Detection annotation records:
[Start]
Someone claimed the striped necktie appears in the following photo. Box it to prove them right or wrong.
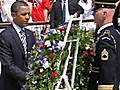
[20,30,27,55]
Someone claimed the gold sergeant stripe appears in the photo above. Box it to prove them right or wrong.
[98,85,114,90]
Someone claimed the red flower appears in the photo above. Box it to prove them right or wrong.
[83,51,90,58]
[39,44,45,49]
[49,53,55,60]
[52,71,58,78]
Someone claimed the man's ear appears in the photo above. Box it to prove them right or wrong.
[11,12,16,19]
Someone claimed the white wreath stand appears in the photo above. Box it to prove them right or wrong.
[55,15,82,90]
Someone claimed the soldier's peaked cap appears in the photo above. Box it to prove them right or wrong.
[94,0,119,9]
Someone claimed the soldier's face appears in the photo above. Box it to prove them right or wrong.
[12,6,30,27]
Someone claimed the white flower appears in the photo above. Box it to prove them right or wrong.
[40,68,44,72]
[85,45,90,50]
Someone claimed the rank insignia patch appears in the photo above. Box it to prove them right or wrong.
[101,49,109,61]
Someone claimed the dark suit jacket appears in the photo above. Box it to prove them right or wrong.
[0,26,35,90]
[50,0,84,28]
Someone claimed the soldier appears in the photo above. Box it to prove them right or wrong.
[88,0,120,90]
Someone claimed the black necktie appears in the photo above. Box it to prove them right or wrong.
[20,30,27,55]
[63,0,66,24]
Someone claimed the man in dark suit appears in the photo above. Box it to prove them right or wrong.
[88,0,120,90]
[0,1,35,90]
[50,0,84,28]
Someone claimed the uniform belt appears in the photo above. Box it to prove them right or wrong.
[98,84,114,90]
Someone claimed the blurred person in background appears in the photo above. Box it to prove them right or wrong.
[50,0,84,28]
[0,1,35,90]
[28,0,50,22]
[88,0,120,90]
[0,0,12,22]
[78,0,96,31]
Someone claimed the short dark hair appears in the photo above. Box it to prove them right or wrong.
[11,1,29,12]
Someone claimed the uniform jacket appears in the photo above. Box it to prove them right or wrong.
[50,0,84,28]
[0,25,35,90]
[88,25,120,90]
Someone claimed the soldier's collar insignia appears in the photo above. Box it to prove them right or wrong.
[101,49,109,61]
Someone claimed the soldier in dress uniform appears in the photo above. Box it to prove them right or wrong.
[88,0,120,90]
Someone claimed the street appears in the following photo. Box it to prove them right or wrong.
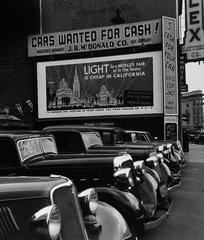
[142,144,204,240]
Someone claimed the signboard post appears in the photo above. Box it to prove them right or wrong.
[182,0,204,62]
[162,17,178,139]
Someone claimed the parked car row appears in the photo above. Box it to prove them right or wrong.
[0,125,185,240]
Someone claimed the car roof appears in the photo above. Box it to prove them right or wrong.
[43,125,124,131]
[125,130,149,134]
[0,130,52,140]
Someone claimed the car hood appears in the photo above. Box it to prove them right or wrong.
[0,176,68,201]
[End]
[Start]
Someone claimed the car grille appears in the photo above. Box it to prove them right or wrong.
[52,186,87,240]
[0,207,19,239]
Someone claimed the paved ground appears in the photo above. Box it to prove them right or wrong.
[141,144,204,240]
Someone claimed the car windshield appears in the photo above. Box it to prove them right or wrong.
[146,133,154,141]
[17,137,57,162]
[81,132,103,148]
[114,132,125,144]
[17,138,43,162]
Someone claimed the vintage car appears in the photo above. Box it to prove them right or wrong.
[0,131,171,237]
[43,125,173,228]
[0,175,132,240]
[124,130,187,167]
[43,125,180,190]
[End]
[Start]
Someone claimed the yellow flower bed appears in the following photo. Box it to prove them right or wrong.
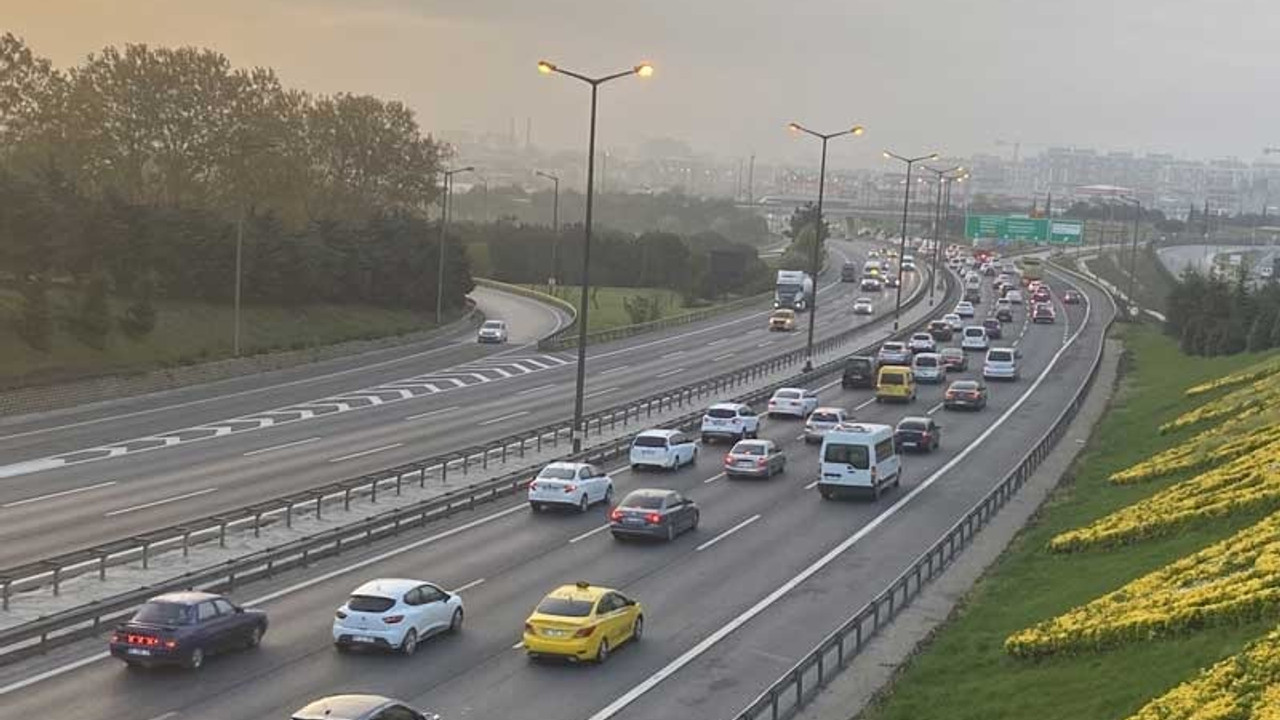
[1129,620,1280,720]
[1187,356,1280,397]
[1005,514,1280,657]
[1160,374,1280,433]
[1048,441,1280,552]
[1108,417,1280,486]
[End]
Render the records from the line containing "Someone claimed the car roof" through the line containing "[0,176,68,201]" as a two-column CSV with headers claim and boxes. Use one row per claim, put each field in quotes, and replace line breaks with spaces.

claim,boxes
"Someone claimed the car roof appears in the photo above. Box it to prove them right or wrong.","[43,125,124,131] [125,130,149,134] [0,130,52,140]"
"Someone claimed the car hood appears in the photo above. Box it to prove them right or wrong.","[0,176,68,201]"